Camila Passatuto é escritora e artista visual, autora de Tw: Para ler com a cabeça entre o poste e a calçada (2017).
Como você começa o seu dia?
Meu dia começa com remédios, café e resmungos sobre como a claridade me dá dor de cabeça. Às vezes xingo o Temer e os EUA, só para dar aquela relaxada.
Em que hora do dia você sente que trabalha melhor? Você tem algum ritual de preparação para a escrita?
Não sei se ritual seria a palavra certa, geralmente minha escrita acontece quando submeto o meu corpo às precariedades. Já cheguei a ficar dias sem comer e sem tomar qualquer tipo de líquido, isso aconteceu no processo do meu primeiro livro “TW: Para ler com a cabeça entre o poste e a calçada”.
Quando o assunto é horário, escrevo quando estou prestes a dormir, ou quando acordo e a consciência não está totalmente “ligada”. No entanto, isso não se torna uma regra para minha escrita. Quando almejo escrever, simplesmente entro em transe, é louco isso, mas consigo burlar minhas percepções, na maioria dos casos, sem o uso de drogas ou coisas do tipo.
Você escreve um pouco todos os dias ou em períodos concentrados? Você tem uma meta de escrita diária?
Não. Criar metas ou prazos faz com que tudo se torne frio e calculado, pelo menos no meu caso. Por aqui a escrita corre fácil, não sei responder se existem períodos nos quais ocorrem uma “produção” intensa. Vejamos o caso do meu segundo livro de prosa “Nequice: Lapso na função supressora”, que será lançado no segundo semestre pela Editora Penalux, em um período de três meses a estrutura do livro estava pronta, deixei o livro maturar, depois de um tempo – não lembro bem quanto – moldei a obra conforme a proposta que ela pedia.
Quanto menos grilos você colocar na sua literatura, mais fácil é a sua relação com a qualidade do que está no papel, acho. Tempo, meta, tipos de processos… nada disso determina a qualidade literária de um livro. Não existe uma fórmula perfeita.
Como é o seu processo de escrita? Uma vez que você compilou notas suficientes, é difícil começar? Como você se move da pesquisa para a escrita?
É como um movimento peristáltico. Viver e se expor a situações que seus personagens ou sua poética precisa, não se diferencia do que, no meu caso, eu preciso e quero passar. Experiências, ideias e uma escrita rigorosa se misturam. Não existe um momento peculiar que me transmuto e pronto: virei escritora. É natural. É sujo e perigoso, mas é reconfortante quando não preciso ficar bitolada para parir um poema, todo material já está gravado em mim. É só escrever. Escrever o melhor poema que sou capaz, naquele momento.
Como você lida com as travas da escrita, como a procrastinação, o medo de não corresponder às expectativas e a ansiedade de trabalhar em projetos longos?
Sou muito preguiçosa. Não curto trabalho, não gosto de pressão e não suporto cobranças. Quando não estou num período, como dizem – e acho engraçadíssimo – “produtivo”, penso que é só preguiça e fico tranquila. Pego uma bebida e curto esse meu “foda-se” para a escrita que não estou afim de fazer. A ansiedade eu guardo para outros momentos. Se o ato de escrever gerasse uma via sacra chata na minha vida, eu não escreveria. A vida já me bate o bastante. Na escrita, quem soca sou eu.
=-=-=-=-=
INSTRUÇÕES -
**1)** Na entrevista com Camila Passatuto, qual editora vai lançar o livro "Nequice: Lapso na função supressora"?
**2)** Dê prosseguimento à entrevista com Camila Passatuto logo após a última resposta apresentada.
=-=-=-=-=
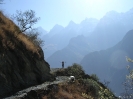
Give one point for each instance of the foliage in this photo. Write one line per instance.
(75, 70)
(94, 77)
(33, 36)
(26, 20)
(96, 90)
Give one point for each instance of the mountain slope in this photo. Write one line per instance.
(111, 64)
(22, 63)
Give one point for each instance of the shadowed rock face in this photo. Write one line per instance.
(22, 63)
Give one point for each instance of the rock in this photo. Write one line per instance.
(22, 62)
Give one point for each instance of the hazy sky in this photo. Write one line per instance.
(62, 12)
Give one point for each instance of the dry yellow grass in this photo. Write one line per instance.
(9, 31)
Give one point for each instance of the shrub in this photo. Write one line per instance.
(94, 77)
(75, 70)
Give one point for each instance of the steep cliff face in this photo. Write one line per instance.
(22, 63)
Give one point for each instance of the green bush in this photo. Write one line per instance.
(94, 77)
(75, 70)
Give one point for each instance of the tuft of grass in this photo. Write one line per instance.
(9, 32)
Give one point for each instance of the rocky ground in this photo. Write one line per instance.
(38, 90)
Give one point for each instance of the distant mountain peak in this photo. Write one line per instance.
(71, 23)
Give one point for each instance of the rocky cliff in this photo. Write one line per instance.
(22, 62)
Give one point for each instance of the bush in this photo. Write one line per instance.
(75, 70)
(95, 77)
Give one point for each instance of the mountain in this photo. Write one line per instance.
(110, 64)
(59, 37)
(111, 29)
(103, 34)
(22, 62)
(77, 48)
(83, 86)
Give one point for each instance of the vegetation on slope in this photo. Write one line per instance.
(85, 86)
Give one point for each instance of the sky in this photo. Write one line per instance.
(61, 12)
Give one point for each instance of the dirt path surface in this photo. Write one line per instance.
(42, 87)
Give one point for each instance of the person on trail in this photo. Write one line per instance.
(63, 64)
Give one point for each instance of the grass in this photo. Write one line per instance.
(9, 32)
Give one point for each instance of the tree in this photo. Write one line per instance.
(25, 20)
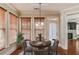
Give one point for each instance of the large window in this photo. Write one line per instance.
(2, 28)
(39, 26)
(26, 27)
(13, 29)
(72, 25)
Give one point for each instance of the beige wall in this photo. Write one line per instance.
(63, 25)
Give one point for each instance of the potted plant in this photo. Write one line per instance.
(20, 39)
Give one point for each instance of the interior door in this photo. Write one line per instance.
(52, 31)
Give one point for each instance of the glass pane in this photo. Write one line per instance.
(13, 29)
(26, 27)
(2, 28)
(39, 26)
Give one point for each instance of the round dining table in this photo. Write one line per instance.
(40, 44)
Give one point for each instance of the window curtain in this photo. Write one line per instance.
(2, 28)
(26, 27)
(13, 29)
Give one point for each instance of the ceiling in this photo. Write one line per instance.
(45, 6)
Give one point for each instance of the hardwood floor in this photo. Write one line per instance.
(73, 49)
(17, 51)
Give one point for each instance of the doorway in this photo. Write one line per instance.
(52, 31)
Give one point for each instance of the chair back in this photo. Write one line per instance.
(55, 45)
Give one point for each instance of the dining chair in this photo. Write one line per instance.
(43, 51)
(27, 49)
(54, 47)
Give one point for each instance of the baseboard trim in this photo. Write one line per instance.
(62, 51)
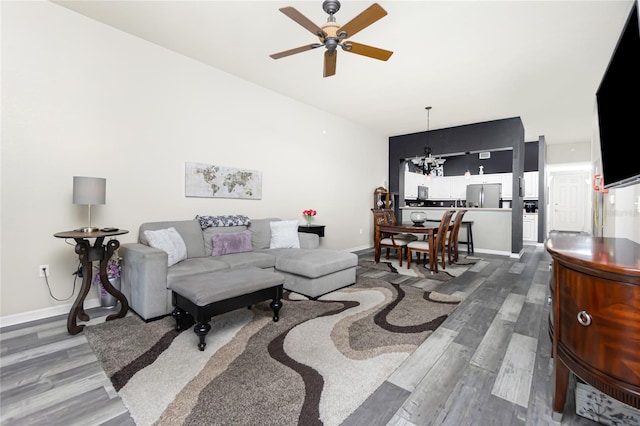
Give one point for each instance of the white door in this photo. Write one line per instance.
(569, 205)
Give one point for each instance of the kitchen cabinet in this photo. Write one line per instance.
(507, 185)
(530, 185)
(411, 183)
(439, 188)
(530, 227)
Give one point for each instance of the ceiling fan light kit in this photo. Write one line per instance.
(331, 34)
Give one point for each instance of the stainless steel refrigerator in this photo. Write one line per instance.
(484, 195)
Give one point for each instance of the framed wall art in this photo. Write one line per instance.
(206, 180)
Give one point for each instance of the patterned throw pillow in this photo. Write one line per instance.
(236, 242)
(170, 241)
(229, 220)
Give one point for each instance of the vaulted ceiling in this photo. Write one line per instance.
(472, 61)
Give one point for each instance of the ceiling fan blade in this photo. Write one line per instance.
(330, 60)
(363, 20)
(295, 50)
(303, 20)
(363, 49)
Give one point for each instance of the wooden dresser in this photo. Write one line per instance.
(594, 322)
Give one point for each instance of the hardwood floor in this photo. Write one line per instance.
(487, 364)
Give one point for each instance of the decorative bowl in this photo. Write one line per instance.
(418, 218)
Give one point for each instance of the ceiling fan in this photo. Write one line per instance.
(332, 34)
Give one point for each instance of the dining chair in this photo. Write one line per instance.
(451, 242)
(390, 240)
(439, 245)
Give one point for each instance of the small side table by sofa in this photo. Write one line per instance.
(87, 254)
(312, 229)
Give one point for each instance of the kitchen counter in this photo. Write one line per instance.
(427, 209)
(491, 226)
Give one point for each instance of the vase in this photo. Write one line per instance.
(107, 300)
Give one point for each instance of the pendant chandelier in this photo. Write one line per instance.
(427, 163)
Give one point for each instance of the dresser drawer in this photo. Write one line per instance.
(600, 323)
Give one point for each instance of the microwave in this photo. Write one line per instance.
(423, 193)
=-=-=-=-=
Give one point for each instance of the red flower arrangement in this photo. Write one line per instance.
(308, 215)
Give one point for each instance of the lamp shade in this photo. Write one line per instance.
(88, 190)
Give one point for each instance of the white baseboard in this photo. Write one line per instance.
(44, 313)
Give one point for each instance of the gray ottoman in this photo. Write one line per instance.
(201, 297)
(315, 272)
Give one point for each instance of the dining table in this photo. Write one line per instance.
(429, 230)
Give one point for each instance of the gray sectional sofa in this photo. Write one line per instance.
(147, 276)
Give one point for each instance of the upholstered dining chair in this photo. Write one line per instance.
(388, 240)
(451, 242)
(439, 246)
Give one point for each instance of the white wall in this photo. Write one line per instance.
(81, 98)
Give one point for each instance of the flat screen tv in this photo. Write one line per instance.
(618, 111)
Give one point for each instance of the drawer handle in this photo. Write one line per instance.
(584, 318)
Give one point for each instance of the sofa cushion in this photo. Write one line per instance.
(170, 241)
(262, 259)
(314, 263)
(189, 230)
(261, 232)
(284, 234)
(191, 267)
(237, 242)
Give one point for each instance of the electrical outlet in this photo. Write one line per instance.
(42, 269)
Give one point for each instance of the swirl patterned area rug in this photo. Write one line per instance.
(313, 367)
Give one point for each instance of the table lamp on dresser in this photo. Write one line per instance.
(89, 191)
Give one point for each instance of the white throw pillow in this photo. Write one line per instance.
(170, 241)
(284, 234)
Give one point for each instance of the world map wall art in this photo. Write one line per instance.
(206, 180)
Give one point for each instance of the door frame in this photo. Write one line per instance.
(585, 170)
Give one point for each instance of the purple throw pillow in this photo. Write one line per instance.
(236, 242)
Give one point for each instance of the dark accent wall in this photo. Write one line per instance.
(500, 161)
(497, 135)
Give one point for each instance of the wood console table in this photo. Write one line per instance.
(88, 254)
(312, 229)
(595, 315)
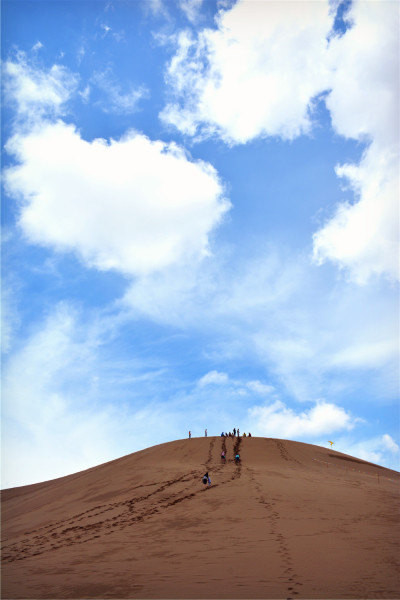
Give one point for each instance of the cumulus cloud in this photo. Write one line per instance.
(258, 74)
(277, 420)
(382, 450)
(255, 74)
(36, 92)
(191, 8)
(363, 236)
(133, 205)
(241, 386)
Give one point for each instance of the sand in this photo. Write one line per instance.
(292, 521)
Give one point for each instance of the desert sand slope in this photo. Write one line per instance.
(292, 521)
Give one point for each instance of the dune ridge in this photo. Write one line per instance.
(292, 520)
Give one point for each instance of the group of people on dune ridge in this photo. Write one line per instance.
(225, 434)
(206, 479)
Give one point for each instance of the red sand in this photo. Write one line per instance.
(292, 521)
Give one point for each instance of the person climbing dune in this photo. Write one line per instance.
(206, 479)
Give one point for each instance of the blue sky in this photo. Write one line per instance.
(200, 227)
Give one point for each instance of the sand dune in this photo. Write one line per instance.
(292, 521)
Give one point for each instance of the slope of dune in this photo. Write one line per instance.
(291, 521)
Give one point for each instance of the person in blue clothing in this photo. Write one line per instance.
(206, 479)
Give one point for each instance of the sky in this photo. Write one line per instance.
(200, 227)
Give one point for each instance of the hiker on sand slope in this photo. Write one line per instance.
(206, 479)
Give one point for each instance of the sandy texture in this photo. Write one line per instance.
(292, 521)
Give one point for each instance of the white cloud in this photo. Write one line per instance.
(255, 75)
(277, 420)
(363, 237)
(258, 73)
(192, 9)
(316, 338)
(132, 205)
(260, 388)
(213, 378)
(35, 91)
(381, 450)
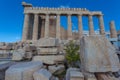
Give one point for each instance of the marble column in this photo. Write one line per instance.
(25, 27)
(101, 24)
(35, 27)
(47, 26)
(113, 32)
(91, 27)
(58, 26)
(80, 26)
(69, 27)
=-=-=-=-=
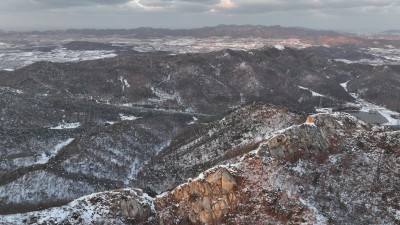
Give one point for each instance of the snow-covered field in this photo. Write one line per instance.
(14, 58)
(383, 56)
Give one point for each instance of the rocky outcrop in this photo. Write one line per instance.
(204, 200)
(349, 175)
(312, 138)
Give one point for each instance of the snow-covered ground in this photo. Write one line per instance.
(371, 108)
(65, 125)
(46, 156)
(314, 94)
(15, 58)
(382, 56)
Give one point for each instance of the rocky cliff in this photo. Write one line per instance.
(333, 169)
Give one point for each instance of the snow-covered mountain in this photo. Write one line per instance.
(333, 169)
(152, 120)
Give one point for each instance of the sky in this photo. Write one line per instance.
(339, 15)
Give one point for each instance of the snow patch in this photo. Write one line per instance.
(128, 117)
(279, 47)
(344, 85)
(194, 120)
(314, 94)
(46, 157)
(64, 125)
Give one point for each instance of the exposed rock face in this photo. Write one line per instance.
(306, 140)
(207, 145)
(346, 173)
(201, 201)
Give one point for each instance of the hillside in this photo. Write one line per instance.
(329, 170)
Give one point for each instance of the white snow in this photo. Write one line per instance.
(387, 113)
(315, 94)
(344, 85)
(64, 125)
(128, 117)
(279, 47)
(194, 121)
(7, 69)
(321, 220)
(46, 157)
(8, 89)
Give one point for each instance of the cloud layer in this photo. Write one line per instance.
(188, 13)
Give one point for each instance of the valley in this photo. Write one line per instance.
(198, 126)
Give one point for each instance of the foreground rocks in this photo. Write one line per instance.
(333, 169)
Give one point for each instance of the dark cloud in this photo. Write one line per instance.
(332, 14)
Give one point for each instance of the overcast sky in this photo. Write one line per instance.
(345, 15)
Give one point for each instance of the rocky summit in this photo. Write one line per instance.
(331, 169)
=-=-=-=-=
RESPOSTAS EM ORDEM -
**1)** A Editora Penalux.

**2)**
Quantas vezes você revisa seus textos antes de sentir que eles estão prontos? Você mostra seus trabalhos para outras pessoas antes de publicá-los?
Nos livros, eu sempre envio os originais sem nenhuma revisão. Eles chegam crus nas mãos dos editores. Depois de aprovados, passo para a minha revisora e só depois começo a dar canetadas nas canetadas de quem revisou. (risos)
Quando são textos e poemas que publico no Facebook ou em blogs, posto primeiro e reviso depois. Faz um tempo que perdi o medo e a inquietação de uma vírgula errada.
Não gosto de mostrar nada antes para ninguém. Eu até evito reler os textos, para que aconteça um “ajuste” aqui ou ali. Se a escrita se fez daquela forma, a minha opinião, ou a opinião de outro, não vai mudar em nada, só atrasar e atrapalhar as coisas.
Como é sua relação com a tecnologia? Você escreve seus primeiros rascunhos à mão ou no computador?
Como escrevo de madrugada e quando acordo, 85% da minha escrita é realizada no celular. Eu nem sei segurar uma caneta direito, é um problema de infância que nunca consegui superar. Só sei manipular lápis e caneta para ilustrar, nada mais.
De onde vêm suas ideias? Há um conjunto de hábitos que você cultiva para se manter criativa?
As ideias… eu realmente não sei. E penso que a criatividade não faz literatura, mas campanhas publicitárias boazinhas. (risos)
O que você acha que mudou no seu processo de escrita ao longo dos anos? O que você diria a si mesma se pudesse voltar à escrita de seus primeiros textos?
No processo… Bom, eu não lembro muito bem como era quando eu tinha 11 anos, 19 anos e 24 anos. Só sei que agora, aos 29, é assim. Nunca criei ritos, regras ou coisas do tipo. E não diria nada a minha pessoa do passado, até porque eu não daria ouvidos.
Que projeto você gostaria de fazer, mas ainda não começou? Que livro você gostaria de ler e ele ainda não existe?
Cinema. Eu quero dirigir essa trama que cresceu entre meu primeiro e segundo livro. Seria a união da minha escrita com minha direção artística e fotográfica. Talvez, nessa vida, eu não terei tempo suficiente para isso, no entanto, não tenho pressa nenhuma. Um dia acontecerá.
Sobre o livro que ainda não existe e que gostaria de ler… um sci-fi escrito por uma senhora de 80 anos aficionada por búfalos, astrologia, política e poligamia. Seria uma ótima distração, não negue.